• **Document extract**

— begin —

The MOST confusing aspect of Priority Queue is — which implementation (i.e. min or max) to be used for a given problem. The trick, I use to resolve this confusion is to remember that the poll()/remove() method removes the head or the first element sitting at the head of the priority queue. Just check, if you need to keep minimum or maximum element? If you want to retain the minimum value then use max-Heap.

Tries (Prefix Tree) is a variant of the n-ary tree in which characters are stored at each node. Each path down the tree may represent a word. Trie is an infix of the word reTRIEval and pronounced as TREE but to distinguish it from the tree some people also pronounce it as TRY. As the name suggests, it is an efficient retrieval or searching data structure.

Very commonly a trie is used to store the entire ENGLISH language for quick prefix lookup. Each node consists of at max 26 children and edges connect each parent node to its children. These 26 pointers are nothing but pointers for each of the 26 letters of the English alphabet. Strings are stored in a top to bottom manner on the basis of their prefix in a trie.

— end —

• **Stated goal**
According to the document extract on priority queues and tries, at most how many children does each node of a trie that stores the English language have?

Records from a dataset
— begin —

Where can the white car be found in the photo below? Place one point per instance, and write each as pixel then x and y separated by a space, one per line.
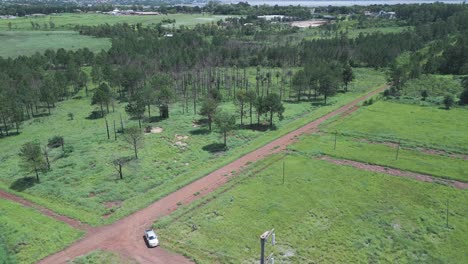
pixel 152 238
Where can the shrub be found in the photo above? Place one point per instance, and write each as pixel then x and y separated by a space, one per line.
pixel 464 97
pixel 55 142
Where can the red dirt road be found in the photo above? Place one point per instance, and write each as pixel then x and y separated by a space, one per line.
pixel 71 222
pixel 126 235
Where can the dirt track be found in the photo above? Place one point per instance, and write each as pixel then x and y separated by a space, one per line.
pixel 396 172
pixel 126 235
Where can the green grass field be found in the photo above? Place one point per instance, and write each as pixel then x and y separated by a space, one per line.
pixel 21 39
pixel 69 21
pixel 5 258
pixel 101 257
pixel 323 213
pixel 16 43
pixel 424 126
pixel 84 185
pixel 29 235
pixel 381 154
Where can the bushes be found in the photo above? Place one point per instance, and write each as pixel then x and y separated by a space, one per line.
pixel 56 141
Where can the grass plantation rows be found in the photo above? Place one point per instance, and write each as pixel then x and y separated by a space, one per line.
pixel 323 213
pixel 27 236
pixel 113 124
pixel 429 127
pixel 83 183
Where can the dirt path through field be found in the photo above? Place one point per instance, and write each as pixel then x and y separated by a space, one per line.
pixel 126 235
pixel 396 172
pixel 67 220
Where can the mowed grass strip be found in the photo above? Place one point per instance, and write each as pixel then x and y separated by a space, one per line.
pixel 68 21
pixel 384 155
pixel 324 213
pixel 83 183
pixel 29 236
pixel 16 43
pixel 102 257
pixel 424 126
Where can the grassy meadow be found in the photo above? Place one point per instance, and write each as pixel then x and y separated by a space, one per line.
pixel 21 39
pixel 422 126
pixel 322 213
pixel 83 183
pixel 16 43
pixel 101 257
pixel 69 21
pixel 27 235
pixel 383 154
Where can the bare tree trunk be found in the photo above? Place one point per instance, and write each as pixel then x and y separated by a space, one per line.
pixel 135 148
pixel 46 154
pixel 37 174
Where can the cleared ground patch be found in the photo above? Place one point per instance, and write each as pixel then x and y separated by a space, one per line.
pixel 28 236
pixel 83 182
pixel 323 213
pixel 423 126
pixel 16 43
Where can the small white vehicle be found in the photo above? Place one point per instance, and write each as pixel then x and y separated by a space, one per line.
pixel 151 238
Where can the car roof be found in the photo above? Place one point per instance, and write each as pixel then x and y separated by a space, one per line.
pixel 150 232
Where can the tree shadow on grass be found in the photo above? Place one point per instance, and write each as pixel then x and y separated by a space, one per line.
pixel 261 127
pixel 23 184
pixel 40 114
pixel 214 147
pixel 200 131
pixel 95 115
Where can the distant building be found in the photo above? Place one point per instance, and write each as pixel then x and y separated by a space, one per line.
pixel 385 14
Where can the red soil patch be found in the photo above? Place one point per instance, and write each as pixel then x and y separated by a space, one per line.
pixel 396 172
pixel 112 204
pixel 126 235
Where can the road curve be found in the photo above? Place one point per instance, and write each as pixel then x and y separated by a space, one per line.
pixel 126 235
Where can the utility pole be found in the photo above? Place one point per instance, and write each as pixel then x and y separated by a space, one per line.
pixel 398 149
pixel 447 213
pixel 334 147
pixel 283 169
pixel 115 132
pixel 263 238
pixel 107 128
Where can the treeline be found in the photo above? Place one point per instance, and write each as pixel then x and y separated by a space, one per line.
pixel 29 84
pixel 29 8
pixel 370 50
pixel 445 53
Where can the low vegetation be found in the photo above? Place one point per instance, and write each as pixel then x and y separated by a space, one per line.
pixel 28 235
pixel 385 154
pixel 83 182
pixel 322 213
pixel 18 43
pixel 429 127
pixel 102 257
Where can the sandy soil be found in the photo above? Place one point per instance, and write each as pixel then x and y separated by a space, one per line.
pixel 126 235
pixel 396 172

— end —
— begin —

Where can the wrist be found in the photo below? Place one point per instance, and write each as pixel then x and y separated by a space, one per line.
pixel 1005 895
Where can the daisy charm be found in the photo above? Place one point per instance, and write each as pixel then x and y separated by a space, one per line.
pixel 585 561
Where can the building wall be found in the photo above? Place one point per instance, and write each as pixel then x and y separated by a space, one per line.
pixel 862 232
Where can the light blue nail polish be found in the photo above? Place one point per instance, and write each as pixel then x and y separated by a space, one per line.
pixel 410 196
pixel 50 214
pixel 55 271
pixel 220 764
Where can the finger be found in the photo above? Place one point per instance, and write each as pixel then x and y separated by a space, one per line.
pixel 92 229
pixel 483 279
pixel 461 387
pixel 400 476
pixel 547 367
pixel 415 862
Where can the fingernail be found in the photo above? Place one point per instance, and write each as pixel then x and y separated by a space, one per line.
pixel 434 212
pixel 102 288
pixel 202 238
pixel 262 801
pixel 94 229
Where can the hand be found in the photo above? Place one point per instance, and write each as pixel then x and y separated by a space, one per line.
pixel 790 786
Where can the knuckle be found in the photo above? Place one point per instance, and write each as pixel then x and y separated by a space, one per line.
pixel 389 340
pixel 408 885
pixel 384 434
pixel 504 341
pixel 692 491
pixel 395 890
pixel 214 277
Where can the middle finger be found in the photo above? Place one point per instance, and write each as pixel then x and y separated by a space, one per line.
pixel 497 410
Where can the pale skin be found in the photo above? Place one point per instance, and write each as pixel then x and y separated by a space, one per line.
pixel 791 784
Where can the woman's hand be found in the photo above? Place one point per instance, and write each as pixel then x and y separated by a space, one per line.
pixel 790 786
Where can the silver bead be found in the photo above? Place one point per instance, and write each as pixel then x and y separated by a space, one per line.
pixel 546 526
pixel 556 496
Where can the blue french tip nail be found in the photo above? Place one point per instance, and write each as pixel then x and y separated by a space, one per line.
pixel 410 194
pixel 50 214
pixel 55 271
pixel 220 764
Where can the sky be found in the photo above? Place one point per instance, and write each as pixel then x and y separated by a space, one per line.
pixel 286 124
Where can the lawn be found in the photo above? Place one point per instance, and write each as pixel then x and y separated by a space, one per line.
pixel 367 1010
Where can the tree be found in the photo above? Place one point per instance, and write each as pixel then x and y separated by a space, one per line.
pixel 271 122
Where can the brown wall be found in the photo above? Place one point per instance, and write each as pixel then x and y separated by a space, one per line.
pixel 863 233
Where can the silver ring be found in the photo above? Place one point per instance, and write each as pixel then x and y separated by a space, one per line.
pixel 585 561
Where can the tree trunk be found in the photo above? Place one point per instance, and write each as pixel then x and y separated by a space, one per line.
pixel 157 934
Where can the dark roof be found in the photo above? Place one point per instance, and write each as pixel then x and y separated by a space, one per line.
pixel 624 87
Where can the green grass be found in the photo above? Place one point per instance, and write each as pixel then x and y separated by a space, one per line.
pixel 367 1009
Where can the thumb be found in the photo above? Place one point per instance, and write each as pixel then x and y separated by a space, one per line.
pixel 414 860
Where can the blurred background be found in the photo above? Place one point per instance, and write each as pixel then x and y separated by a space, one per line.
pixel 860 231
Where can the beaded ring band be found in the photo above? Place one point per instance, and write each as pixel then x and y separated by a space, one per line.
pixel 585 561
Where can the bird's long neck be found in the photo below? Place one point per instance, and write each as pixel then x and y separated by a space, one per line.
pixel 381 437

— end —

• **Task response**
Each node has at most 26 children, one for each letter of the English alphabet.